[What you need to do] Copy exactly the lines of the records below, and only those lines, beginning with the line that contains "black plastic lid" and ending with the line that contains "Category: white flower".

[[ Data provided, beginning ]]

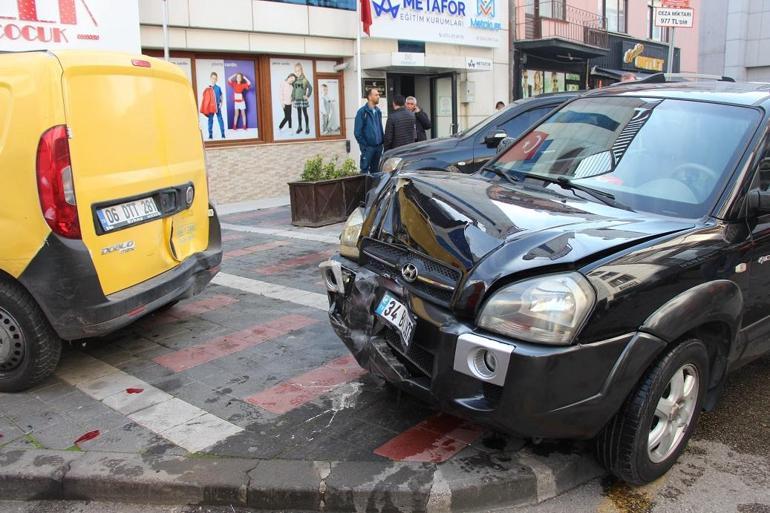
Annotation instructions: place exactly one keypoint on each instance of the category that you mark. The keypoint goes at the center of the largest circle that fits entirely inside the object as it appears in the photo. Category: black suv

[[ Data provided, end ]]
[[ Data provided, beginning ]]

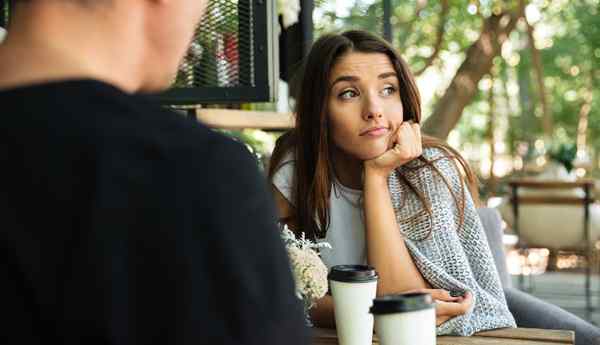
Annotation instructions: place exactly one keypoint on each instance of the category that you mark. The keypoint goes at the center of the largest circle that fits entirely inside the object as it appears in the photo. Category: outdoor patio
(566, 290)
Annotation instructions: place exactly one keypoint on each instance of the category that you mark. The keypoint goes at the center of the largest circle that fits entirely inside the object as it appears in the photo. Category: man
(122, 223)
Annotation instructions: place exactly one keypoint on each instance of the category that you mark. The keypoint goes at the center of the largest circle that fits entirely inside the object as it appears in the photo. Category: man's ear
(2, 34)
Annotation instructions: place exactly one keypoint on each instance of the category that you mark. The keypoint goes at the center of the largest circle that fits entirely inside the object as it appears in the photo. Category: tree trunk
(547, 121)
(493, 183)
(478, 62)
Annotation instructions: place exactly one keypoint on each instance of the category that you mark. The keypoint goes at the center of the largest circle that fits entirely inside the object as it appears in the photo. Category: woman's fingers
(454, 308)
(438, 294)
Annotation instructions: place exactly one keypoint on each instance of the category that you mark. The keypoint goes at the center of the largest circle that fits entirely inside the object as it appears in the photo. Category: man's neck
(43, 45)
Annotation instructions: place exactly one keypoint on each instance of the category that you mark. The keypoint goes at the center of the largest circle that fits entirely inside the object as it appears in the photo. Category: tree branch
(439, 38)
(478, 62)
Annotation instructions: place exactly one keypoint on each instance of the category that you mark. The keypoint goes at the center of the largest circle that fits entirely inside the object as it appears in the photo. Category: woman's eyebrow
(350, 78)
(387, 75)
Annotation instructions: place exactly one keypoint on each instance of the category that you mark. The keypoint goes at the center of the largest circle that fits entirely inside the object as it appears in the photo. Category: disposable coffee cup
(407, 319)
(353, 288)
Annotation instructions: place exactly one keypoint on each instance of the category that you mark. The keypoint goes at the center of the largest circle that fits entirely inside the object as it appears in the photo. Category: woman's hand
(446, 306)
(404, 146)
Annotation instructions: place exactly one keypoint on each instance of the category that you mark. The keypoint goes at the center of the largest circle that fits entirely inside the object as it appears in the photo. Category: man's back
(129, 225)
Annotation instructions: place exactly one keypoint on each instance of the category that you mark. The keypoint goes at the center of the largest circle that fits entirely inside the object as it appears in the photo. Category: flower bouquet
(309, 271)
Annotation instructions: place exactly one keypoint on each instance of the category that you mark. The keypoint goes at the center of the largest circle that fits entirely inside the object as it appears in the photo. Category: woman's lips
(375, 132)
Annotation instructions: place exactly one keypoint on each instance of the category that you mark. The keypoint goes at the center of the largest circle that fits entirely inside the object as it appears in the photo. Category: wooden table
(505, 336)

[[ Data provided, end ]]
[[ Data provided, beginning ]]

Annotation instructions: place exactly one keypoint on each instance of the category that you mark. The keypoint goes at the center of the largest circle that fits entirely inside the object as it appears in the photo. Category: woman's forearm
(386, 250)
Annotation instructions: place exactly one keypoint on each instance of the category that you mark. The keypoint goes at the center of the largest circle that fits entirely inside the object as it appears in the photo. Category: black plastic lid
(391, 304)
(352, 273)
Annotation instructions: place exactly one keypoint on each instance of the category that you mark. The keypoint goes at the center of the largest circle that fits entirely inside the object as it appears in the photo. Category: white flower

[[ Data provided, end ]]

[Solution below]
Annotation instructions: place exactly one keypoint on each instance of the category that you mark. The keypoint goes at the center of the largest circle that fits entirely inside the object as it appears in the photo. Category: black plastic lid
(391, 304)
(352, 273)
Annotation instructions: place exactly one keypoint on each instance of the category that you mark. The keypoint goes at the center of the largest circle that fits entirely inside the object as it appears in the photo. Category: white flower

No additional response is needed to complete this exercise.